• WRITTEN TASKS
(a) From the blog post about the writer's late father, list every phrase that appears in quotation marks, in the order they occur.
(b) Resume the blog post about the writer's late father, picking up right after its final sentence.

• EXTRACT PROVIDED
##########

Love

My father passed away unexpectedly on January 28, 2011. I keep writing him letters and blog posts in my head. It seemed like the only way to keep them from bouncing around there would be to write them down. That’s what this blog is for. To help me get through this and to help me remember.

You almost never answered my phone calls without a joke.

“Hey Dad, it’s me” I’d say, knowing you’d recognize my voice.
“Me who?”
“It’s Bonnie, Dad.”
“No, I’m Dad.”

“Dad!” At this point I’d huff and we’d be able to begin our conversation. Sometimes you made me clarify that I was your daughter, and not just your daughter, but your middle daughter. Even if the words were sometimes different, the pattern was always the same. Sometimes I’d answer your question with “your daughter” and you’d follow that with “which one?” You always knew it was me, but it didn’t matter. Life was just a little more fun for you if you could yank my chain a bit.

##########

• DATA SECTION
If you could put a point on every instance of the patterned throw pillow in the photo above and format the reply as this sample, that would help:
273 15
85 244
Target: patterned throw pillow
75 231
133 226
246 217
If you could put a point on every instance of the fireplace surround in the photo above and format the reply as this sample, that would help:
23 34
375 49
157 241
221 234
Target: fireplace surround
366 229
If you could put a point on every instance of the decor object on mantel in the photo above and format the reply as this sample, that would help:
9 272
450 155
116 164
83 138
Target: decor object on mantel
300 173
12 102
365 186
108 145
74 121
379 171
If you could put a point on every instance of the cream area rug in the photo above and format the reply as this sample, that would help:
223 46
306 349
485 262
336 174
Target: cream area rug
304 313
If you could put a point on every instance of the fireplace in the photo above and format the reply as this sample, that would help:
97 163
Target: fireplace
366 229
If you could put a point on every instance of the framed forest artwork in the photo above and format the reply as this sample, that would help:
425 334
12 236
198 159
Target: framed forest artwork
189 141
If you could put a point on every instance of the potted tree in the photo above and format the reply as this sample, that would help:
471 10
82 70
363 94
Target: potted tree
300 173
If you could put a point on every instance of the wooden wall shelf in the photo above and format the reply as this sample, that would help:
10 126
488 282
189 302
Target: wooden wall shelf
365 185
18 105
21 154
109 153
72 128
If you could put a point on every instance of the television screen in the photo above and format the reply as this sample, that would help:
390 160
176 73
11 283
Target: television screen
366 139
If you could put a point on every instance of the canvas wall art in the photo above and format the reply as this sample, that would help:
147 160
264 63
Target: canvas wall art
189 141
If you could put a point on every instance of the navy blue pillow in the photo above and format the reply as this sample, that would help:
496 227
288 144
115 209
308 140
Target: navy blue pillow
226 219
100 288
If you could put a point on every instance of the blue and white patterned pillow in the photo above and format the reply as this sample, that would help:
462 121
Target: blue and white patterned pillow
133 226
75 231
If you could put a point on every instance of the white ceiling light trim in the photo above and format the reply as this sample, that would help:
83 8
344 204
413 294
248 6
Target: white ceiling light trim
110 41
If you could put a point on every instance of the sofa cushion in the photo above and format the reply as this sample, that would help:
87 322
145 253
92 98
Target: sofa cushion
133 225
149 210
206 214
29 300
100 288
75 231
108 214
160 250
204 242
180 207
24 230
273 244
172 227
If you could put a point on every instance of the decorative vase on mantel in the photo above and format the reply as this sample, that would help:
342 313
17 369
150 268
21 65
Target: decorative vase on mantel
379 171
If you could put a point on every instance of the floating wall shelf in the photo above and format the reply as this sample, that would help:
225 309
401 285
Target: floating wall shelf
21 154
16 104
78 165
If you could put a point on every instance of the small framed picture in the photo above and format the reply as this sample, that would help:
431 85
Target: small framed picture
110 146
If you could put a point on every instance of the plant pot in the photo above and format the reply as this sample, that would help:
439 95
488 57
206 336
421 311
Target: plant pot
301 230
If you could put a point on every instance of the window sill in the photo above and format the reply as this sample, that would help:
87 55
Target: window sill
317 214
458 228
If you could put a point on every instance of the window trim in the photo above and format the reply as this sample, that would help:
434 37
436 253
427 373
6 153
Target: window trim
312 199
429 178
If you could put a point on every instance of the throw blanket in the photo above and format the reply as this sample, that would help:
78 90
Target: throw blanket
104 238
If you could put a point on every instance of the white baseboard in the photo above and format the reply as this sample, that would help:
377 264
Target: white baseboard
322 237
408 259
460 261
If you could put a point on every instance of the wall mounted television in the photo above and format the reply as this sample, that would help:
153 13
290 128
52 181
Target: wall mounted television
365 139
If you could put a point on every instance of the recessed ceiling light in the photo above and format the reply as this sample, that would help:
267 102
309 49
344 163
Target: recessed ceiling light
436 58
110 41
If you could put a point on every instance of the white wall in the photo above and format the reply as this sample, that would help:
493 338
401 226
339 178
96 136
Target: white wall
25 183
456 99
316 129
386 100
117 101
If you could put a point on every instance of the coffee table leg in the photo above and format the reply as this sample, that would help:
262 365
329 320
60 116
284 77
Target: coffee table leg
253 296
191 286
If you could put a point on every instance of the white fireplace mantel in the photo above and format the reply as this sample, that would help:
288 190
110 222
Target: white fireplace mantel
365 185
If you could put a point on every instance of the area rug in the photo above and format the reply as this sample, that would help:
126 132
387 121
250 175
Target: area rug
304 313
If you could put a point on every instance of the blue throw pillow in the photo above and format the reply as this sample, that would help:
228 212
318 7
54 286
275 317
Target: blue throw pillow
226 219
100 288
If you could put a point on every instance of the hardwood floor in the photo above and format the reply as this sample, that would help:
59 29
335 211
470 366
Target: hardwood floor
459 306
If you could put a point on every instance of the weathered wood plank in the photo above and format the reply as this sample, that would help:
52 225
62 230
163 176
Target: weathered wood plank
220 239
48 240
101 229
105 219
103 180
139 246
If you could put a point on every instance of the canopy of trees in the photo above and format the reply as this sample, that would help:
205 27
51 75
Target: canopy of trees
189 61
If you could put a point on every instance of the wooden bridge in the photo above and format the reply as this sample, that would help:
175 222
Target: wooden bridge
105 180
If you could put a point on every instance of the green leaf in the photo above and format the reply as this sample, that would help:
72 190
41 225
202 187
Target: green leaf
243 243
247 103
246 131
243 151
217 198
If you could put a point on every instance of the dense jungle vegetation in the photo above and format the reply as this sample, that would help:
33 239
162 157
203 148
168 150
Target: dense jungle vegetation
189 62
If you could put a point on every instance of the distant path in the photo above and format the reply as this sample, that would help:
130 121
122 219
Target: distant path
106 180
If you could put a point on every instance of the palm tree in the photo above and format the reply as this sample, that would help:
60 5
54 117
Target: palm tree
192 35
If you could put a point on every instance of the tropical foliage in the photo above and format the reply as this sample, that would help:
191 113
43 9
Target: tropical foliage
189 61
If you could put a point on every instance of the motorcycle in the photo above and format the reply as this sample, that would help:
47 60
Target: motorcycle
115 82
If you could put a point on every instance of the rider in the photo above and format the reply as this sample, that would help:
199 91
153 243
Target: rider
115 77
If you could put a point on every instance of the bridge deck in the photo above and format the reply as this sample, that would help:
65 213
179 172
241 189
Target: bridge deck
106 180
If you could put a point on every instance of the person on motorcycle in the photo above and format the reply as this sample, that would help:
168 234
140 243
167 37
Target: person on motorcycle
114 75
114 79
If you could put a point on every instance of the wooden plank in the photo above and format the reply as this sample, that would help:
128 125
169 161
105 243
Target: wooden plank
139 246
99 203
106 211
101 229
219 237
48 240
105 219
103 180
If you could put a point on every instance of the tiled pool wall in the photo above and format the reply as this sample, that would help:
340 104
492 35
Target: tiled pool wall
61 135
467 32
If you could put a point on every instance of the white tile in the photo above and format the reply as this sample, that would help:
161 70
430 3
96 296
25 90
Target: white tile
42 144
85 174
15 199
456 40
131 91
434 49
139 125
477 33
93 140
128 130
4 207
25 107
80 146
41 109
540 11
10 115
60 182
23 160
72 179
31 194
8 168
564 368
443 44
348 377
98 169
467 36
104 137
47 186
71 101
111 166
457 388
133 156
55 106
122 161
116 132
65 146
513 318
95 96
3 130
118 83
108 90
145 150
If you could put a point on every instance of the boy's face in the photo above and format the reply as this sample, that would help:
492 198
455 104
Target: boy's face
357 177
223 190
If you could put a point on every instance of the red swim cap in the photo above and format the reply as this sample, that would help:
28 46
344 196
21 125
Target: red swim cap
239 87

##########

• FINAL RESULTS
(a)
1. Hey Dad, it's me
2. Me who?
3. It's Bonnie, Dad.
4. No, I'm Dad.
5. Dad!
6. your daughter
7. which one?

(b)
When the girls and I were kids, you reveled in tormenting us in little ways. You’d come down from the shower with your beard still wet–your beard was epic in the 1980s Dad, garnering comparisons to Grizzly Adams and Jerry Garcia–and stand over us and shake your head, sprinkling cold droplets on us while we shrieked. You’d drink a glass of milk and then perform your disgusting dribbling spit trick. You’d take off your stinky, horrible, sweaty socks at the end of a day out working in the field and throw them at us, hoping we’d be forced to take a big whiff of them. One night, when I struggled to stay awake, you took a magic marker and wrote “I am not asleep” in your neat block letters across the bottom of my foot. I didn’t wake up while you were doing it and you felt triumphant that you’d proved your point.

As exasperating as you could be, you teased us because it was one of the ways you told us you loved us. You weren’t a man who spent a lot of time with his heart on his sleeve; I can only remember you crying 2 or 3 times in my entire life. Sometimes you had no idea what to do with me, your super emotional middle child. But I’ve always known how much you loved me, how much you loved all three of us, and how thrilled you were that you were our Dad. I’ve never, not once, doubted how much you wanted us girls, how proud you were. Our relationship wasn’t perfect, but I love you with a fierceness and in a way I know I’ll never love anyone else. Because you are my not just my father, you’re my Dad, and no one will ever fill this gap in my heart. I miss you.

 

Comments are closed.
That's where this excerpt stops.